# What the task asks:
Write out, precisely and in full, each line of the material.

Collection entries
---+---
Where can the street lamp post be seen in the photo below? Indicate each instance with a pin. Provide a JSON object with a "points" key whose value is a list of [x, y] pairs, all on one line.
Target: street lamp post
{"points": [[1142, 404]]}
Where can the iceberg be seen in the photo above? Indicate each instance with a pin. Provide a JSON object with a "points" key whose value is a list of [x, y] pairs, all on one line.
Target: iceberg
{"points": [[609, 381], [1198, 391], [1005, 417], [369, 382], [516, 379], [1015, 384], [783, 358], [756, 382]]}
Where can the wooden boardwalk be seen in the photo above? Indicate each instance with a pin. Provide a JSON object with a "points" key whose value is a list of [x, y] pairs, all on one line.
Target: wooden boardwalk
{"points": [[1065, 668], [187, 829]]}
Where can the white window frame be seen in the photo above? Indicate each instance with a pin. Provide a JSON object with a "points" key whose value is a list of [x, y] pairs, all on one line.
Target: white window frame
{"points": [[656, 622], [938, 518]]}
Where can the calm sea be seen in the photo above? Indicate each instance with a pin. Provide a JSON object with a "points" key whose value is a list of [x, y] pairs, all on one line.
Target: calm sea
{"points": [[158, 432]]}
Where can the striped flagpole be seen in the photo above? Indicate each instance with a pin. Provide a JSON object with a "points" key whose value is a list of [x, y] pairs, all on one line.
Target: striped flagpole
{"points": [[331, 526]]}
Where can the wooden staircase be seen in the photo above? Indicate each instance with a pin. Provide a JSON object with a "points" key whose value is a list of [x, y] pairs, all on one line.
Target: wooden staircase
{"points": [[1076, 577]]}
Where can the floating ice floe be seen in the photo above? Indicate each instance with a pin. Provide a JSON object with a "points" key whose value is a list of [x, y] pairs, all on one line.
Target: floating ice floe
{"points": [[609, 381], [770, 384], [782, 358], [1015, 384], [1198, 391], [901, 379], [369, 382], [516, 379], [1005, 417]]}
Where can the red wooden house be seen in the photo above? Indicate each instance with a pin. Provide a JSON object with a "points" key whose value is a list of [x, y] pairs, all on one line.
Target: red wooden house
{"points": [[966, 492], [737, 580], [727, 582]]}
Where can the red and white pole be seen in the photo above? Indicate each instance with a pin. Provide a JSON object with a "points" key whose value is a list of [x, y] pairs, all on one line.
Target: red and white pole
---+---
# Response to the exercise:
Where can the street lamp post be seen in the photo below? Indicate each instance with a pin. Provide a JSON object with a "points" key whose value is a list of [x, y] pairs, all on one line.
Target: street lamp post
{"points": [[1142, 404]]}
Where can the iceberg be seen in the photo above? Indicate each instance with a pin. Provide a JSON object with a "points" key whose value is a list of [x, y] pairs, all on one line.
Target: iceberg
{"points": [[609, 381], [1198, 391], [1005, 417], [369, 382], [516, 379], [1015, 384], [783, 358], [756, 382]]}
Where can the wooden boardwalk be seen in the photo above? Indicate each instance with a pin. Provide a JSON object with a "points" key whose value is a list of [x, y] pairs, all on one line.
Target: wooden boardwalk
{"points": [[1065, 668], [187, 829]]}
Where can the white window frame be seen in the photo above? Indicate each instance with a pin. Provide a JSON object with a "points" key whose value is a list of [x, y] pairs, all on one line.
Target: white window frame
{"points": [[656, 622], [938, 518]]}
Where can the calm sea be seen in the photo above? Indicate each instance with a pin. Provide a JSON object with a "points" key whose value is a list of [x, y] pairs, all on one line.
Target: calm sea
{"points": [[158, 432]]}
Where can the striped flagpole be seen in the photo above? Indicate each instance with a pin. Provide a JSON object with a "points" key whose value is a list of [x, y] pairs, all on one line.
Target: striped flagpole
{"points": [[331, 526]]}
Where can the wooden staircase be seen in the photo above? Indicate each instance with a pin. Provide a JSON object with a "points" key whose value is a list of [x, y] pairs, all on one line.
Target: wooden staircase
{"points": [[1076, 577]]}
Where can the floating ice floe be seen in the photo above? Indicate each instance with a pin. Provide a JSON object with a "points" key whose value is a list of [x, y] pairs, all on one line.
Target: floating ice floe
{"points": [[609, 381], [770, 384], [782, 358], [1015, 384], [1198, 391], [901, 379], [369, 382], [516, 379], [1005, 417]]}
Where can the red wooden house be seen in the photo above? Indicate each instance with a pin. Provide a JSON object with a "points" key whose value is a list of [x, y] pairs, all on one line.
Target: red wooden house
{"points": [[966, 492], [737, 580], [727, 582]]}
Where can the red and white pole be seen in the photo above? Indicate each instance with a pin. Provide a JSON object with a "points" key whose value is a list of [x, y] pairs, all on one line.
Target: red and white pole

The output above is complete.